Region annotation entries
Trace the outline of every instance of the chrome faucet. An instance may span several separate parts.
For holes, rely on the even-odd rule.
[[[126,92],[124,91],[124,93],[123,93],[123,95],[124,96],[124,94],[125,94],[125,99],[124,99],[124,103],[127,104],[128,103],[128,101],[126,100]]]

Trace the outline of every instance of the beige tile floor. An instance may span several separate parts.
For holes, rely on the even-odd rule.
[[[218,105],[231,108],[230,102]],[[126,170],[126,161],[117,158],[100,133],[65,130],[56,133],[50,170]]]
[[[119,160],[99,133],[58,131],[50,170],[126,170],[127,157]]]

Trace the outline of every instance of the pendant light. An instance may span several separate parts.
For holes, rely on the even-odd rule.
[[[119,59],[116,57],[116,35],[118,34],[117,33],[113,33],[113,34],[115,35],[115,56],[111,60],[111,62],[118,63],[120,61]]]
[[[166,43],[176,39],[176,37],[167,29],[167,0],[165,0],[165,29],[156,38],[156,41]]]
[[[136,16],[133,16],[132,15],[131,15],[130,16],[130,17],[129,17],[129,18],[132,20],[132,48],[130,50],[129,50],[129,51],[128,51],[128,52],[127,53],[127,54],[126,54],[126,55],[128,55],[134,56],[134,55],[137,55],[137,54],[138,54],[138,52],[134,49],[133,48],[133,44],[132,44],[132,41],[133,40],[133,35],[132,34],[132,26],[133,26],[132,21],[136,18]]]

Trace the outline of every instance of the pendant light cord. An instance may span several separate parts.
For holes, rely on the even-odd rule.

__Instruction__:
Reproduce the material exactly, with every line intact.

__Written reply__:
Trace the outline of every instance of the chrome faucet. An instance may span several separate parts.
For holes, rely on the even-odd rule.
[[[126,92],[124,91],[124,93],[123,93],[123,95],[124,96],[124,94],[125,94],[125,99],[124,99],[124,103],[127,104],[128,103],[128,101],[126,100]]]

Trace the outline of every instance of the beige tile floor. An instance may span several separate parts.
For holes, rely on the even-odd rule.
[[[218,105],[231,108],[230,102]],[[126,170],[126,161],[117,158],[100,133],[65,130],[56,133],[50,170]]]
[[[119,160],[99,133],[58,131],[50,170],[126,170],[127,157]]]

Trace the outline of every instance of the pendant light. An instance may span several separate parts.
For holes, rely on the even-odd rule.
[[[119,59],[116,57],[116,35],[118,34],[117,33],[113,33],[113,34],[115,35],[115,56],[111,60],[111,62],[118,63],[120,61]]]
[[[166,43],[176,39],[176,37],[167,29],[167,0],[165,0],[165,29],[156,38],[156,41]]]
[[[136,16],[133,16],[132,15],[131,15],[130,16],[130,17],[129,17],[129,18],[132,20],[132,48],[130,50],[129,50],[129,51],[128,51],[128,52],[127,53],[127,54],[126,54],[126,55],[128,55],[134,56],[134,55],[137,55],[137,54],[138,54],[138,52],[134,49],[133,48],[133,44],[132,44],[132,41],[133,40],[133,35],[132,34],[132,26],[133,26],[132,21],[136,18]]]

Trace the outline of every instance of the pendant light cord. An instance may span several separate parts.
For holes, rely on the even-odd rule.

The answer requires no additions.